Find each line below that contains the word "every" and copy those lines.
:: THE DATA
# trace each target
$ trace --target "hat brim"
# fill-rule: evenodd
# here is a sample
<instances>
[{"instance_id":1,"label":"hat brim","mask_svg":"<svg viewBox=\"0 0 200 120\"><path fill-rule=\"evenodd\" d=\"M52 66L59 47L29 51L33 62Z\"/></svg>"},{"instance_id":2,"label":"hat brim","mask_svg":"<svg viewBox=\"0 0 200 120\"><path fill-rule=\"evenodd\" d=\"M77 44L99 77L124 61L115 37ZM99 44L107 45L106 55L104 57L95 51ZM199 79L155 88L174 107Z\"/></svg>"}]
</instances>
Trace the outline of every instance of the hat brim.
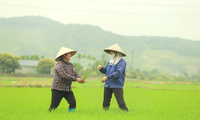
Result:
<instances>
[{"instance_id":1,"label":"hat brim","mask_svg":"<svg viewBox=\"0 0 200 120\"><path fill-rule=\"evenodd\" d=\"M122 57L125 57L126 56L126 54L125 53L123 53L123 52L121 52L121 51L117 51L117 50L113 50L113 49L104 49L104 52L105 53L108 53L108 54L110 54L110 52L109 51L115 51L115 52L119 52L119 53L121 53L122 54Z\"/></svg>"},{"instance_id":2,"label":"hat brim","mask_svg":"<svg viewBox=\"0 0 200 120\"><path fill-rule=\"evenodd\" d=\"M66 52L66 53L63 53L63 54L57 56L56 59L55 59L55 61L61 60L61 59L62 59L62 56L65 55L65 54L67 54L67 53L71 53L71 55L74 56L74 55L77 53L77 51L73 50L73 51L68 51L68 52ZM72 56L71 56L71 57L72 57Z\"/></svg>"}]
</instances>

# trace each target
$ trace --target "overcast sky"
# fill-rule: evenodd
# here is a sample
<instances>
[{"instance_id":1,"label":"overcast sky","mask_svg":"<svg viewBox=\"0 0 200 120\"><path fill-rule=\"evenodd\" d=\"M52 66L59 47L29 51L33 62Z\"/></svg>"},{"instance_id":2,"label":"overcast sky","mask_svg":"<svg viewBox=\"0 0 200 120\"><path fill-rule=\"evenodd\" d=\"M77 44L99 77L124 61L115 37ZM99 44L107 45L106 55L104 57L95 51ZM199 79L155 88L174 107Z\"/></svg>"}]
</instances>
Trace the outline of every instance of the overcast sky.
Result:
<instances>
[{"instance_id":1,"label":"overcast sky","mask_svg":"<svg viewBox=\"0 0 200 120\"><path fill-rule=\"evenodd\" d=\"M0 17L43 16L125 36L200 40L200 0L0 0Z\"/></svg>"}]
</instances>

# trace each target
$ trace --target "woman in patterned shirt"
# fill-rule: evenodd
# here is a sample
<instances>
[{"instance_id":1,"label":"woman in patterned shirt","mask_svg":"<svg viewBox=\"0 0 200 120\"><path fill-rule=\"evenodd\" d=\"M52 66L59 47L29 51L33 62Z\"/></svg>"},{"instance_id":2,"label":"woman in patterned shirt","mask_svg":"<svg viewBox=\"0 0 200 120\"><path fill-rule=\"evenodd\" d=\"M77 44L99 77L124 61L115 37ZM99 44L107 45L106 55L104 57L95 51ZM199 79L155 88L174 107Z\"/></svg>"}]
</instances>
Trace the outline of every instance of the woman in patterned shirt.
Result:
<instances>
[{"instance_id":1,"label":"woman in patterned shirt","mask_svg":"<svg viewBox=\"0 0 200 120\"><path fill-rule=\"evenodd\" d=\"M55 61L54 79L51 86L51 105L49 111L56 109L64 97L69 103L69 112L75 111L76 100L71 89L73 82L84 83L84 80L74 70L72 63L69 62L70 58L76 54L77 51L61 47Z\"/></svg>"}]
</instances>

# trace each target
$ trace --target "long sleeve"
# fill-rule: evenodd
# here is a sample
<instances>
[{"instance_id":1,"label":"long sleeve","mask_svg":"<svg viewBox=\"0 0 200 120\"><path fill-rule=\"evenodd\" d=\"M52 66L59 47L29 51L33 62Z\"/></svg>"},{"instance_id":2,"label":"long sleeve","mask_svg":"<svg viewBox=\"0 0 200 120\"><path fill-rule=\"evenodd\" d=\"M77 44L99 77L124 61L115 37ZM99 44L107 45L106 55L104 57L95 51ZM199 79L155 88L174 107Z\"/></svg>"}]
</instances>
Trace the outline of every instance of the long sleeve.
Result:
<instances>
[{"instance_id":1,"label":"long sleeve","mask_svg":"<svg viewBox=\"0 0 200 120\"><path fill-rule=\"evenodd\" d=\"M126 69L126 62L125 62L125 61L121 61L121 62L117 65L116 71L107 76L108 79L119 78L120 75L122 74L122 72L123 72L125 69Z\"/></svg>"},{"instance_id":2,"label":"long sleeve","mask_svg":"<svg viewBox=\"0 0 200 120\"><path fill-rule=\"evenodd\" d=\"M66 80L76 81L76 77L72 76L73 68L66 67L64 62L60 62L56 66L56 71L58 72L61 78L65 78Z\"/></svg>"}]
</instances>

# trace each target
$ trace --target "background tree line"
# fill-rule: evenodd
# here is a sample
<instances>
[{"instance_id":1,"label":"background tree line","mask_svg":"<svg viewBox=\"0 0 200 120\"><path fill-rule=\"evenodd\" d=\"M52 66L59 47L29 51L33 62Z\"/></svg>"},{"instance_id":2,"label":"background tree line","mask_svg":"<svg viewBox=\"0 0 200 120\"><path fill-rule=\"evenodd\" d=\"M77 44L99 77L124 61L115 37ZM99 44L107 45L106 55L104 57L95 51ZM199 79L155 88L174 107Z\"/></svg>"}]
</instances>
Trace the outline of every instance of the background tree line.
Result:
<instances>
[{"instance_id":1,"label":"background tree line","mask_svg":"<svg viewBox=\"0 0 200 120\"><path fill-rule=\"evenodd\" d=\"M143 66L141 69L144 70L153 70L158 66L185 70L187 64L200 67L200 63L187 60L192 57L200 58L200 41L177 37L122 36L110 31L104 31L98 26L65 25L40 16L0 18L0 23L0 40L3 41L1 42L0 53L9 52L18 56L38 55L24 56L22 59L33 57L35 60L38 60L43 59L43 55L54 59L57 51L63 45L64 47L77 50L81 55L89 54L95 57L96 60L100 60L104 48L118 43L123 51L127 53L124 59L127 61L128 67L132 64L134 68ZM159 63L152 62L149 58L145 62L141 62L144 61L141 57L143 52L152 50L155 50L155 53L162 50L165 50L165 53L173 51L177 56L183 56L184 60L187 61L176 60L174 56L169 56L168 62L162 58ZM134 63L132 63L132 51L134 51ZM78 63L86 66L84 60L86 58L81 57L82 60L78 61ZM170 61L173 61L173 64L169 65ZM152 66L148 68L147 64Z\"/></svg>"},{"instance_id":2,"label":"background tree line","mask_svg":"<svg viewBox=\"0 0 200 120\"><path fill-rule=\"evenodd\" d=\"M35 55L34 55L35 56ZM36 55L37 56L37 55ZM23 57L23 56L21 56ZM0 54L0 73L14 73L15 69L19 68L18 60L21 59L19 56L14 56L9 53L1 53ZM85 75L90 73L90 75L101 75L101 73L97 70L98 65L106 66L108 63L108 58L106 54L102 54L101 59L97 60L95 57L86 54L78 53L75 57L78 60L86 59L88 61L88 66L83 67L80 63L74 62L74 68L80 75ZM31 60L34 60L33 57ZM36 66L36 70L39 74L50 74L50 70L55 67L56 62L50 58L43 58L39 60L38 65ZM182 71L183 76L175 77L169 74L160 73L157 69L153 70L140 70L139 68L126 69L126 77L136 80L195 80L200 81L200 68L196 74L192 76L188 76L187 72Z\"/></svg>"}]
</instances>

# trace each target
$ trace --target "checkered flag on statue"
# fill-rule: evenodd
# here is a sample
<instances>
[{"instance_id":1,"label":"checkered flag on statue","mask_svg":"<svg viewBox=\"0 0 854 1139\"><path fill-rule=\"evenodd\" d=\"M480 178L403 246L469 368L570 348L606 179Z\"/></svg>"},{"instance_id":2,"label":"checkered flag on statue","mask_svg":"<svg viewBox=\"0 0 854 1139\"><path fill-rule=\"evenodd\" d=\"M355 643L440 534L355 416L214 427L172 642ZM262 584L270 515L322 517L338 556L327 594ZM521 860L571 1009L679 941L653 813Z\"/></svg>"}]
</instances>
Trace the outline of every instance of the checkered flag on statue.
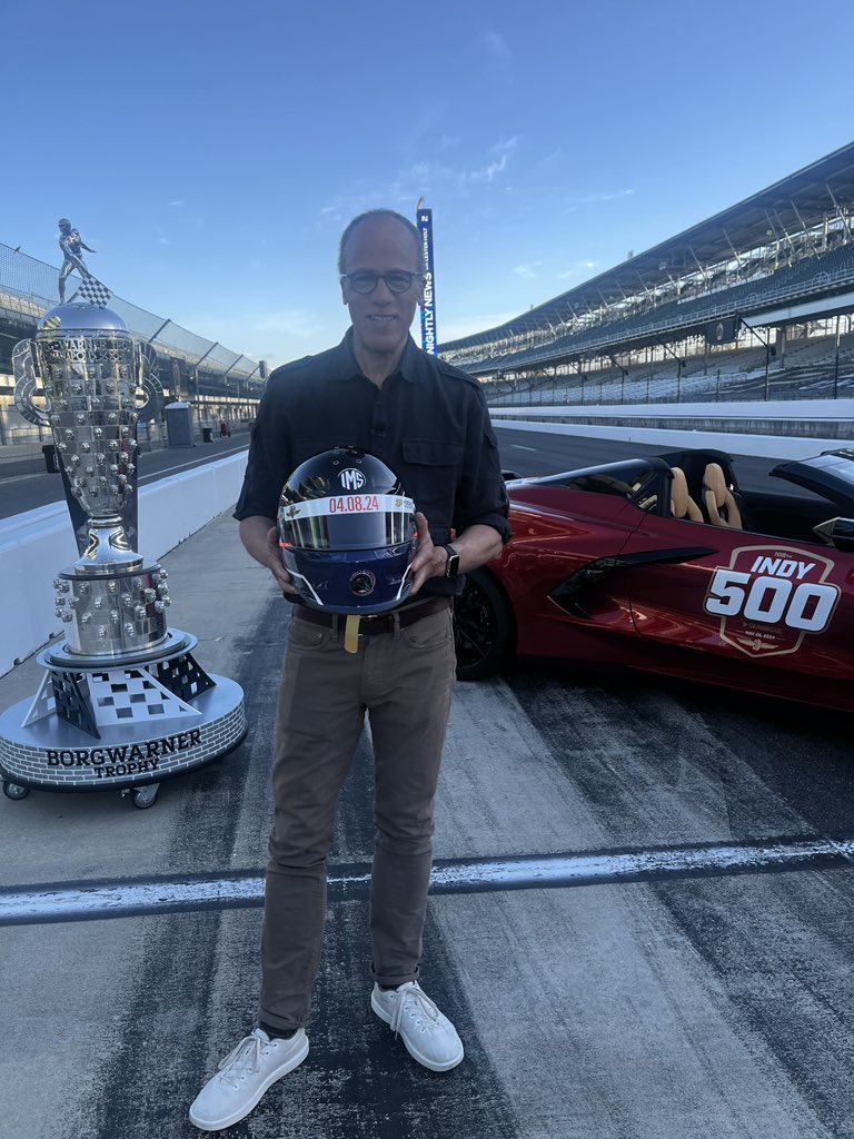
::::
◆ **EXPECTED OUTPUT**:
Trace the outline of every instance of the hat brim.
Trace the outline of every instance of the overcast sky.
Trace the outline of every instance of the woman in patterned shirt.
Trace the outline of every instance of the long sleeve.
Trace the outline of every instance of the background tree line.
Trace the outline of every instance of the checkered flag on statue.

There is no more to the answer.